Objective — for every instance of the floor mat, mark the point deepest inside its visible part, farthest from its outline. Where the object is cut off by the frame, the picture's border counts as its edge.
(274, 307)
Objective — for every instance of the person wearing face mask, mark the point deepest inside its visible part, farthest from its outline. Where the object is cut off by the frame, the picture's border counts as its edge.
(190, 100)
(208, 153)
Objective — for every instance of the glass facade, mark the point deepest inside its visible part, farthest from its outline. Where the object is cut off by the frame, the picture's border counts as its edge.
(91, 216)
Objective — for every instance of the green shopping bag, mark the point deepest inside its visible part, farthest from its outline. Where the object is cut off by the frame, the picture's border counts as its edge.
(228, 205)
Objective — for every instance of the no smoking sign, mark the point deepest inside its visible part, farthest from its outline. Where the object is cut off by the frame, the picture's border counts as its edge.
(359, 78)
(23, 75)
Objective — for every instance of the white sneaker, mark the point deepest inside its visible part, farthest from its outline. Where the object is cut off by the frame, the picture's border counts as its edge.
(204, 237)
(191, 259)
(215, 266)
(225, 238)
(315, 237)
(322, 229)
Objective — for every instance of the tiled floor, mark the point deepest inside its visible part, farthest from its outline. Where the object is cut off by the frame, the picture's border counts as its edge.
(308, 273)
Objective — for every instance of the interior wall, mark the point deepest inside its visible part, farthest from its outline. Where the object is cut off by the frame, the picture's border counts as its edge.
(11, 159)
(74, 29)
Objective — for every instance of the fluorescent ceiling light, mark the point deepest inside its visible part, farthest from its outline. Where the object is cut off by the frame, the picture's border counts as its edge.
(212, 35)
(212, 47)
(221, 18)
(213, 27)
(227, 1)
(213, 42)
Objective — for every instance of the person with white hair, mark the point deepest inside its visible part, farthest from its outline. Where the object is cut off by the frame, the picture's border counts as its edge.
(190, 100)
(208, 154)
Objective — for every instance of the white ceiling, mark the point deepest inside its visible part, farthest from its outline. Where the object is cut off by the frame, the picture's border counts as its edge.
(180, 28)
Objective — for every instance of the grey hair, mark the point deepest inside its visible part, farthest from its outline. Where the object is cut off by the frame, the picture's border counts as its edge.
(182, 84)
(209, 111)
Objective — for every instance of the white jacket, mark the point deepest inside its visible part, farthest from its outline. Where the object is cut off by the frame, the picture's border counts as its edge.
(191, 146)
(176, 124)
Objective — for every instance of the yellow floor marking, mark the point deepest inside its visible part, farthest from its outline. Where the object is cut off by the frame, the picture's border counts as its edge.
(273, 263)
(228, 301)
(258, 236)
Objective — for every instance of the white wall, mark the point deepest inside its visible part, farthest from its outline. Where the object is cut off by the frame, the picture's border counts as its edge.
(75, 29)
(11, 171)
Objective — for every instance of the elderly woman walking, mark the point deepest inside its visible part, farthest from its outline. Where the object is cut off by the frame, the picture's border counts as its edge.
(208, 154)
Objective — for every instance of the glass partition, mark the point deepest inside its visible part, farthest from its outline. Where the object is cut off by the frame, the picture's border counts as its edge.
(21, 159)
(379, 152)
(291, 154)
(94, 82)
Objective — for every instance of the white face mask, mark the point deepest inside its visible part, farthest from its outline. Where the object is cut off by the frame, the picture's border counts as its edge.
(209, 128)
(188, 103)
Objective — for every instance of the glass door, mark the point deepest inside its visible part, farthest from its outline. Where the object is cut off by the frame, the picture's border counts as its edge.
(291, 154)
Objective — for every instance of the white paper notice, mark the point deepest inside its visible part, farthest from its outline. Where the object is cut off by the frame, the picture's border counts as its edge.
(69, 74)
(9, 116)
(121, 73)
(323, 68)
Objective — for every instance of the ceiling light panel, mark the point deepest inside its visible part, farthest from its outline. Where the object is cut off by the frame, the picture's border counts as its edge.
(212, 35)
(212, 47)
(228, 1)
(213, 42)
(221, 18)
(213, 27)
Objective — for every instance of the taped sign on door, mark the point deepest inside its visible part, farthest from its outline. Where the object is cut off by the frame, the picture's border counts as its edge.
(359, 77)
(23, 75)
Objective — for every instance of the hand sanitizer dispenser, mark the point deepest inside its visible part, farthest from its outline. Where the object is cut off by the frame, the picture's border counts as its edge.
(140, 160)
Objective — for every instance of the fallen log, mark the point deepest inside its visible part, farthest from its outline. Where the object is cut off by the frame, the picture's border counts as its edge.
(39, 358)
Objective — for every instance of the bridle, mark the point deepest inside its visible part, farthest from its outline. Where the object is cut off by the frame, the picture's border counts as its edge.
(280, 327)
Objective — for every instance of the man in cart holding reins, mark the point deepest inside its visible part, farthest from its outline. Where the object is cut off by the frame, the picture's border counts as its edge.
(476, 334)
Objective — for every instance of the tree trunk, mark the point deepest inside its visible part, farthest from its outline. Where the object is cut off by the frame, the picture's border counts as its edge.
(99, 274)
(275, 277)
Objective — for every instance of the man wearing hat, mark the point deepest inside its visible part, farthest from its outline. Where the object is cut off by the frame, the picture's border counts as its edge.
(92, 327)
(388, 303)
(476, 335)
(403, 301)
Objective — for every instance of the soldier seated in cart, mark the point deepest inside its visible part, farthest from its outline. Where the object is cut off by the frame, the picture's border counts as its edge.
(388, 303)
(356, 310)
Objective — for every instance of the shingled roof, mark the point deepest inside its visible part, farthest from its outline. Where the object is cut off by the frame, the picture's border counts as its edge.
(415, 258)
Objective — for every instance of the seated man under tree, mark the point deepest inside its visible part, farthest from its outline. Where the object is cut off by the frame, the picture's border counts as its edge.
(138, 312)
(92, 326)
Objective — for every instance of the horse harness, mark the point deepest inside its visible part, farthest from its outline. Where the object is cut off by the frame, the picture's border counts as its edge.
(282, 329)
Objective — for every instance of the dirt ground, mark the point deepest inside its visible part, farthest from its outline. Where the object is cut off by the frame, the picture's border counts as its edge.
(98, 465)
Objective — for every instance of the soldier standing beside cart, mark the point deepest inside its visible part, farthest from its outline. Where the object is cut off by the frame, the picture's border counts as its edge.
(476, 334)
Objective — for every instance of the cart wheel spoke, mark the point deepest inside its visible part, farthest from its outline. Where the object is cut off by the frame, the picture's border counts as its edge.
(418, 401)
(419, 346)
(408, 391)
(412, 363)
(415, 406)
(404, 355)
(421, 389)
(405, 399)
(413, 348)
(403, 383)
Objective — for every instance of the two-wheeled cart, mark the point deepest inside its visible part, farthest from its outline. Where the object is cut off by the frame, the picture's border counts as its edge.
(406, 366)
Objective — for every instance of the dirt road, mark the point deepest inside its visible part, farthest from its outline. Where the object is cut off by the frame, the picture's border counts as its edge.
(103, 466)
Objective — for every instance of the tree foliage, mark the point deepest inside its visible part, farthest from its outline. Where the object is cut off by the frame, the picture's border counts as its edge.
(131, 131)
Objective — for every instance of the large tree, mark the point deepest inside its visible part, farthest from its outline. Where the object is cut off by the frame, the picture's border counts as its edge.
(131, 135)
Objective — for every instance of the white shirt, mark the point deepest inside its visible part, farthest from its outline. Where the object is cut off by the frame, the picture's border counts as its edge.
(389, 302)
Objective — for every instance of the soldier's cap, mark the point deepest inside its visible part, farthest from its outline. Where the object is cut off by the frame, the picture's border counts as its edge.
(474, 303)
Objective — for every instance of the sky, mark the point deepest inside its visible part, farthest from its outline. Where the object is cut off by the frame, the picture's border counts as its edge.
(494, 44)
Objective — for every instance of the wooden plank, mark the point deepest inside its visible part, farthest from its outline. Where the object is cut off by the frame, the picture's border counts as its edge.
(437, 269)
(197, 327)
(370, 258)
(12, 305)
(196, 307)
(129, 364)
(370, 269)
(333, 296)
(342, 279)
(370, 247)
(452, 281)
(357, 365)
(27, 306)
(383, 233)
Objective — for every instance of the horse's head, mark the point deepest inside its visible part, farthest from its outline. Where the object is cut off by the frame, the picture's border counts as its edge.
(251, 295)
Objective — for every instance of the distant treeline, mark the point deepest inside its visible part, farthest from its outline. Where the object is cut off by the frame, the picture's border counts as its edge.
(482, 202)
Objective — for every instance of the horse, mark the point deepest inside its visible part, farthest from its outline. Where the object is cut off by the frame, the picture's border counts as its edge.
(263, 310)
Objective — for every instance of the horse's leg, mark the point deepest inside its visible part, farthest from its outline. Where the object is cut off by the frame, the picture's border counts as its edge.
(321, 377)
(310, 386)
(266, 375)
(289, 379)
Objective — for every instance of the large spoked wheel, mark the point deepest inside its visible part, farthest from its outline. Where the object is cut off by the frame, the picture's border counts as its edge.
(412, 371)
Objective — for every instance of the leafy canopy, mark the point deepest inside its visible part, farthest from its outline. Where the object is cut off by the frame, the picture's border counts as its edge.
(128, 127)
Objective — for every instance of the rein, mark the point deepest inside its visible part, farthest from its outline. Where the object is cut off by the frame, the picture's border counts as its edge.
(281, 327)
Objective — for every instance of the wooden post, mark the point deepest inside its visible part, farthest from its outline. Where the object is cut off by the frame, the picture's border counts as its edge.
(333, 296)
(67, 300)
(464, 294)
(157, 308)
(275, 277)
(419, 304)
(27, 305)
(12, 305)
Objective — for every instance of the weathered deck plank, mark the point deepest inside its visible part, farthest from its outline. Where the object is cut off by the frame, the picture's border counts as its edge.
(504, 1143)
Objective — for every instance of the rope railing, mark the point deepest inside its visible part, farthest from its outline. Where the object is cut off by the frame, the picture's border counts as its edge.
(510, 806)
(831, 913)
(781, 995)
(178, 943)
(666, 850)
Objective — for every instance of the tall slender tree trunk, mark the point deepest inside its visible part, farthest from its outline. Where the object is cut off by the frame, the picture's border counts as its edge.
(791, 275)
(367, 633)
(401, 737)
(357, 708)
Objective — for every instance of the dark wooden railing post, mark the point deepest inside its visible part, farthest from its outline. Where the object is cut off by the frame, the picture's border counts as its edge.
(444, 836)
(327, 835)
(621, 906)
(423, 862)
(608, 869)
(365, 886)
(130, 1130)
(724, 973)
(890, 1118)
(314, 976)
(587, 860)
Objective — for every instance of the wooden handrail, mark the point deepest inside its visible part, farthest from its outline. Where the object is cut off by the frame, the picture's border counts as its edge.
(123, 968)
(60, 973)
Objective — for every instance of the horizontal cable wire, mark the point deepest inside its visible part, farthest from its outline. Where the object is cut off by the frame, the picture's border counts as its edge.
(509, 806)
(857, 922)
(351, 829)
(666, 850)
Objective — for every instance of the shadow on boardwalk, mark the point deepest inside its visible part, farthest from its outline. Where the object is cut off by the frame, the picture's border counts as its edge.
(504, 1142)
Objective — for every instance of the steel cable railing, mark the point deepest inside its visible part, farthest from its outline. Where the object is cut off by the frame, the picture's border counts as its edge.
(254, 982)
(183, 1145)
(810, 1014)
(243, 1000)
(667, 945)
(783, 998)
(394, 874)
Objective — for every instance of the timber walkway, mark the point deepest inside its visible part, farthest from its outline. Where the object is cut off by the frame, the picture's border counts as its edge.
+---+
Your task: Only the lines from the one holding "Objective — for every instance of the tall" through the end of the listing should be given again, exactly and with both ends included.

Result:
Objective — for every instance of the tall slender tree trunk, mark the point deepest inside its visible part, farthest from its outline. Where the object is cut off by the frame, the picture's border counts as its edge.
(791, 275)
(367, 633)
(401, 737)
(357, 708)
Objective — for every instance of the dark wooden railing post, mark the point deepest inside its visible part, farthest from its outline. Where the object is cut off by the frame, the picture's border counts as its edge.
(444, 836)
(327, 835)
(621, 906)
(423, 862)
(608, 869)
(365, 886)
(130, 1130)
(724, 973)
(890, 1118)
(314, 976)
(587, 860)
Objective — for every instance of the wooden handrail, mark the point deepest inside its visible part, farthest from its outline. Where the object is cut off by the frame, the picture's border counts as its edge.
(123, 968)
(60, 973)
Objective — for every instance of the horizontal cable wire, mark the point deepest inside its visible part, farthest from its outline. Where the object is cut off by the frame, the picture's border counts as its edge.
(509, 806)
(857, 922)
(351, 829)
(666, 850)
Objective — for every instance of the shadow on boardwalk, mark the point deepest inside its visible part, farthest from its outline. Where the object is cut off by the frame, the picture's border counts as its edge.
(504, 1142)
Objective — for every instance of the steel cable railing, mark the point deepest inside its visible part, farthest from its outline. Where the object is cut off by the frame, the picture's border counts as its edge.
(254, 982)
(183, 1145)
(810, 1014)
(243, 1000)
(667, 945)
(783, 998)
(394, 874)
Objective — for every instance of the timber walkway, mark the point deepest inside its visible part, farthest from its outline. Where the object is cut off by the frame, the picture's border counts as its edge.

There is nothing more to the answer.